• WHAT TO WORK ON: The reply should be an exact repeat of the listing, with no pictures in it.

++++++++

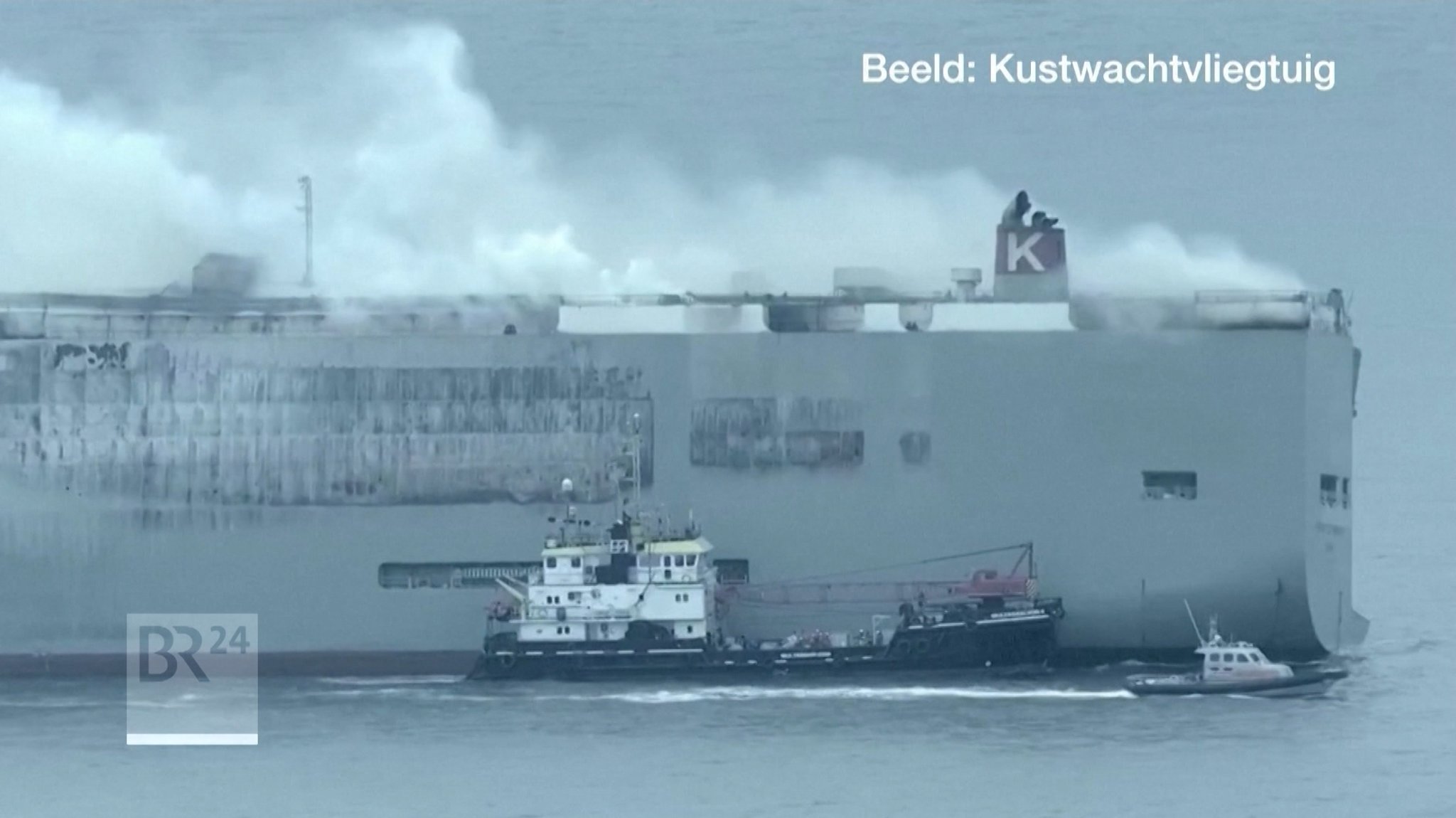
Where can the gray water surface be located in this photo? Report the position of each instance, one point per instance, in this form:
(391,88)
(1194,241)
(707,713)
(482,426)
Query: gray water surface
(1351,188)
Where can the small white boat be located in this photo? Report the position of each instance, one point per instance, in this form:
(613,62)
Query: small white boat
(1236,669)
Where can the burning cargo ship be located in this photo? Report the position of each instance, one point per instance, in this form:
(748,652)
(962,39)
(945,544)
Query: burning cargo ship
(361,474)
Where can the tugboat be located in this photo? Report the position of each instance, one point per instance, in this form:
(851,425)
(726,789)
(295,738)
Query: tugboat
(641,602)
(1236,669)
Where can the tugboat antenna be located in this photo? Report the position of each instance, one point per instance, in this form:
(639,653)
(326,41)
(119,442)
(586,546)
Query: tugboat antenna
(1187,607)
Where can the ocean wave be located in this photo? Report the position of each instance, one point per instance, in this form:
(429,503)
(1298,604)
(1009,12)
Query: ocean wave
(389,680)
(858,694)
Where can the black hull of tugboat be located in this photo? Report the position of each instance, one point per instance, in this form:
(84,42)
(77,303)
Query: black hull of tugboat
(995,644)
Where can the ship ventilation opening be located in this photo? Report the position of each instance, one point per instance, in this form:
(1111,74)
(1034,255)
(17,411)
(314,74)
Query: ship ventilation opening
(1169,485)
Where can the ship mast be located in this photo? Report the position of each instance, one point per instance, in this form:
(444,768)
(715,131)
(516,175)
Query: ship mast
(306,184)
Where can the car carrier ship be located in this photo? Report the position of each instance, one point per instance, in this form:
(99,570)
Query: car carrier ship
(360,474)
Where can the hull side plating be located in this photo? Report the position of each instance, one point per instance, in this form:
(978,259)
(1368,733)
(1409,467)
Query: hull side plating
(279,475)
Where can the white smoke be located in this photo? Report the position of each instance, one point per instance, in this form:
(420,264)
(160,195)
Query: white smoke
(419,188)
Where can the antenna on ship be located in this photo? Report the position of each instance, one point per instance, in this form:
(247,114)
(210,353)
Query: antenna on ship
(1187,607)
(637,460)
(306,184)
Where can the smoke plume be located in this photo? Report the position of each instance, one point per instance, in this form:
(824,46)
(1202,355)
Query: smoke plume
(421,190)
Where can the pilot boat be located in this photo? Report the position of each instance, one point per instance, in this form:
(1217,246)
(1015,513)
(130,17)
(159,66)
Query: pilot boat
(1236,669)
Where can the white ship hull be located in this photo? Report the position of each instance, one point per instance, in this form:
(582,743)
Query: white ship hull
(282,475)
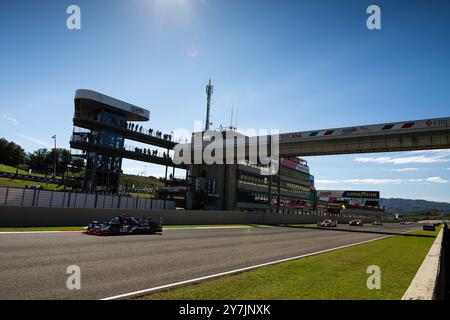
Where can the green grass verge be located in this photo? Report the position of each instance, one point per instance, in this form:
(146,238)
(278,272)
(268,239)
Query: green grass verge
(31,229)
(336,275)
(9,169)
(15,183)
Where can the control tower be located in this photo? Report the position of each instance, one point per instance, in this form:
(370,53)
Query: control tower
(101,125)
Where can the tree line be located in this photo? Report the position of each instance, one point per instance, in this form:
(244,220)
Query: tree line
(41,160)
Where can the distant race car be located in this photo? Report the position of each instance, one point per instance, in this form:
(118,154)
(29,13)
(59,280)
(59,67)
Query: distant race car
(125,225)
(327,223)
(356,223)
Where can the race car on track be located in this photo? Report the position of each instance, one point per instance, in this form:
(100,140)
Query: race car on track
(356,222)
(125,225)
(327,223)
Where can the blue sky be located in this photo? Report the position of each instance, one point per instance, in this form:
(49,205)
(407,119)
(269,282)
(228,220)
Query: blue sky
(288,65)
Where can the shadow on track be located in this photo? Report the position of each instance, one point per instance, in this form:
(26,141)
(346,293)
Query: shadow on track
(360,231)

++++++++

• EXPECTED ANSWER:
Where can the gray water surface be located in this photo? Report the position of each instance, one point per instance, in this form:
(391,88)
(1194,241)
(707,713)
(482,426)
Query: gray water surface
(1351,188)
Where can the small white boat be located in this photo? Report the position of each instance, one point per instance, in this form:
(613,62)
Query: small white boat
(1236,669)
Where can the burning cargo ship be located in this photo? Report the position of each instance, one point per instance, in this form:
(748,652)
(962,39)
(945,544)
Query: burning cargo ship
(361,474)
Where can the tugboat be located in this photo? Report the position of each instance, one point per instance, in this form:
(851,425)
(726,789)
(295,738)
Query: tugboat
(641,602)
(1236,669)
Where can the tugboat antenna be located in this photo? Report the position of each instance, one point per instance, in this form:
(639,653)
(326,41)
(119,442)
(586,546)
Query: tugboat antenna
(1187,607)
Where can the ocean wave be located in this photo? Report the position of each instance, one point per instance, in this form:
(429,503)
(1298,604)
(1009,12)
Query: ocean wave
(389,680)
(858,694)
Where can the black hull of tugboat be located in this photo? Report the position of each instance, one point per instance, in this form:
(84,42)
(77,303)
Query: black hull of tugboat
(995,644)
Where can the ship ventilation opening be located in this photo? Report the position of each instance, one point per instance, in this form:
(1111,74)
(1034,255)
(17,411)
(314,74)
Query: ship ventilation opening
(1169,485)
Where can the ship mast be located in this photo? Report the position of each instance, one point per instance, in this form:
(444,768)
(715,131)
(516,175)
Query: ship mast
(306,184)
Where can the car carrier ship be located in this photo? Report the position of each instance, one point per instance, in this form:
(99,570)
Query: car carrier ship
(360,474)
Where can the hull side plating be located in this photo? Report the position of each instance, one point per instance, in this form:
(978,259)
(1368,733)
(1409,467)
Query: hull side plating
(279,475)
Where can the white smoke be located in this photo? Report the position of each instance, one point per instance, in this form:
(420,264)
(160,195)
Query: white smoke
(419,188)
Where can the antenna on ship be located in this photo? Report the position of each instance, one point per instance, in this form:
(247,114)
(210,353)
Query: antenna on ship
(1187,607)
(637,460)
(306,184)
Where can the smoke plume be located in this photo? Report the position of each instance, one point per instance, in this form:
(824,46)
(1202,355)
Query: smoke plume
(421,190)
Where can the pilot boat be located in this photo? Report the position of each instance, one point per instance, in this form:
(1217,246)
(1015,513)
(130,17)
(159,66)
Query: pilot boat
(1236,669)
Where can the white ship hull be located in this photo? Report the position of each instance, one point per instance, in this form:
(582,743)
Query: white ship hull
(282,475)
Where can the green grass verge be located in this photo? Report the position of each instance, one point per instance, in this form:
(146,238)
(278,272)
(268,239)
Query: green grass verge
(31,229)
(336,275)
(9,169)
(15,183)
Where can the control tower be located in this photo? Report the position of each instance, one point per instance, in this form:
(370,53)
Query: control tower
(101,125)
Where can the tree line be located in this photo? Report the position of each instance, one point per instance, in this form:
(244,220)
Query: tree line
(41,160)
Where can the distant race car be located in this photo? Report the position of each instance, one point per instance, in this form:
(118,154)
(29,13)
(59,280)
(59,67)
Query: distant race car
(125,225)
(327,223)
(356,223)
Where can the race car on track be located in this photo? Report the position of each instance, one point per instance, in this form:
(100,140)
Query: race car on track
(356,222)
(125,225)
(327,223)
Where can the blue sky be located in this photo? Report the position of each instance, one point per instance, in this form:
(49,205)
(407,119)
(269,282)
(228,220)
Query: blue sky
(288,65)
Where can the shadow on track be located in this photo? Report the position of each instance, one point per instance, in this form:
(26,141)
(346,293)
Query: shadow on track
(360,231)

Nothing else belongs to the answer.